→ **Exercise task**
Copy the records below, swapping "step" for "stair" and leaving everything else as it is.

........

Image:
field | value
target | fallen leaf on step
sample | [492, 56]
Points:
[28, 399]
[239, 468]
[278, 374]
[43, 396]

........

→ **Full solution**
Image:
field | value
target | fallen leaf on stair
sample | [492, 56]
Points:
[28, 399]
[239, 468]
[278, 374]
[43, 396]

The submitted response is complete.